Problem statement ->
Print, word for word, the opening line of the data below and every line after it through the line that contains "point: dirt lot", but not the pictures.

(Data to process Opens)

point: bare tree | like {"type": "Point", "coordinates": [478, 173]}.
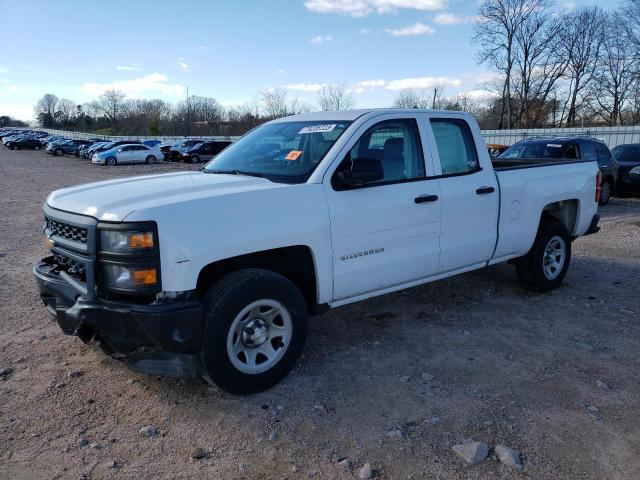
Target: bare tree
{"type": "Point", "coordinates": [495, 30]}
{"type": "Point", "coordinates": [45, 110]}
{"type": "Point", "coordinates": [274, 102]}
{"type": "Point", "coordinates": [582, 37]}
{"type": "Point", "coordinates": [616, 73]}
{"type": "Point", "coordinates": [111, 103]}
{"type": "Point", "coordinates": [335, 97]}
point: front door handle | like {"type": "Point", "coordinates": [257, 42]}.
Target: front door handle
{"type": "Point", "coordinates": [426, 199]}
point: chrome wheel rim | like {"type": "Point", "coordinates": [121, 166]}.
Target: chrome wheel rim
{"type": "Point", "coordinates": [259, 336]}
{"type": "Point", "coordinates": [554, 255]}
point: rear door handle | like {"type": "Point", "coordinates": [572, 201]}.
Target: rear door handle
{"type": "Point", "coordinates": [426, 199]}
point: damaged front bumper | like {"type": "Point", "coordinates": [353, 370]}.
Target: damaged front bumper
{"type": "Point", "coordinates": [160, 339]}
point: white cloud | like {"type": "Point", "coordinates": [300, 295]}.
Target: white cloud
{"type": "Point", "coordinates": [306, 87]}
{"type": "Point", "coordinates": [361, 8]}
{"type": "Point", "coordinates": [149, 84]}
{"type": "Point", "coordinates": [415, 29]}
{"type": "Point", "coordinates": [182, 64]}
{"type": "Point", "coordinates": [423, 82]}
{"type": "Point", "coordinates": [320, 39]}
{"type": "Point", "coordinates": [128, 68]}
{"type": "Point", "coordinates": [452, 19]}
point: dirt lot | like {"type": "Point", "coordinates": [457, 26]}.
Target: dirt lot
{"type": "Point", "coordinates": [508, 366]}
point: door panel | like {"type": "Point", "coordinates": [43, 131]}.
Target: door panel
{"type": "Point", "coordinates": [381, 235]}
{"type": "Point", "coordinates": [470, 196]}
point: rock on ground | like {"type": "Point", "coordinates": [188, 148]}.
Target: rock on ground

(Data to process Closes)

Written response ->
point: bare tree | like {"type": "Point", "coordinates": [478, 173]}.
Target: bare tree
{"type": "Point", "coordinates": [495, 30]}
{"type": "Point", "coordinates": [45, 110]}
{"type": "Point", "coordinates": [274, 102]}
{"type": "Point", "coordinates": [582, 37]}
{"type": "Point", "coordinates": [616, 73]}
{"type": "Point", "coordinates": [111, 103]}
{"type": "Point", "coordinates": [335, 97]}
point: front door handle | like {"type": "Point", "coordinates": [257, 42]}.
Target: front door handle
{"type": "Point", "coordinates": [426, 199]}
point: chrome wheel rim | like {"type": "Point", "coordinates": [121, 166]}.
Target: chrome wheel rim
{"type": "Point", "coordinates": [259, 336]}
{"type": "Point", "coordinates": [554, 255]}
point: rear door handle | like {"type": "Point", "coordinates": [572, 201]}.
Target: rear door handle
{"type": "Point", "coordinates": [426, 199]}
point: damaged front bumper | like {"type": "Point", "coordinates": [353, 370]}.
Target: damaged front bumper
{"type": "Point", "coordinates": [160, 339]}
point: white cloud | like {"type": "Point", "coordinates": [300, 295]}.
Target: white cloud
{"type": "Point", "coordinates": [306, 87]}
{"type": "Point", "coordinates": [361, 8]}
{"type": "Point", "coordinates": [149, 84]}
{"type": "Point", "coordinates": [415, 29]}
{"type": "Point", "coordinates": [182, 64]}
{"type": "Point", "coordinates": [423, 82]}
{"type": "Point", "coordinates": [320, 39]}
{"type": "Point", "coordinates": [128, 68]}
{"type": "Point", "coordinates": [452, 19]}
point: dirt lot | like {"type": "Point", "coordinates": [457, 26]}.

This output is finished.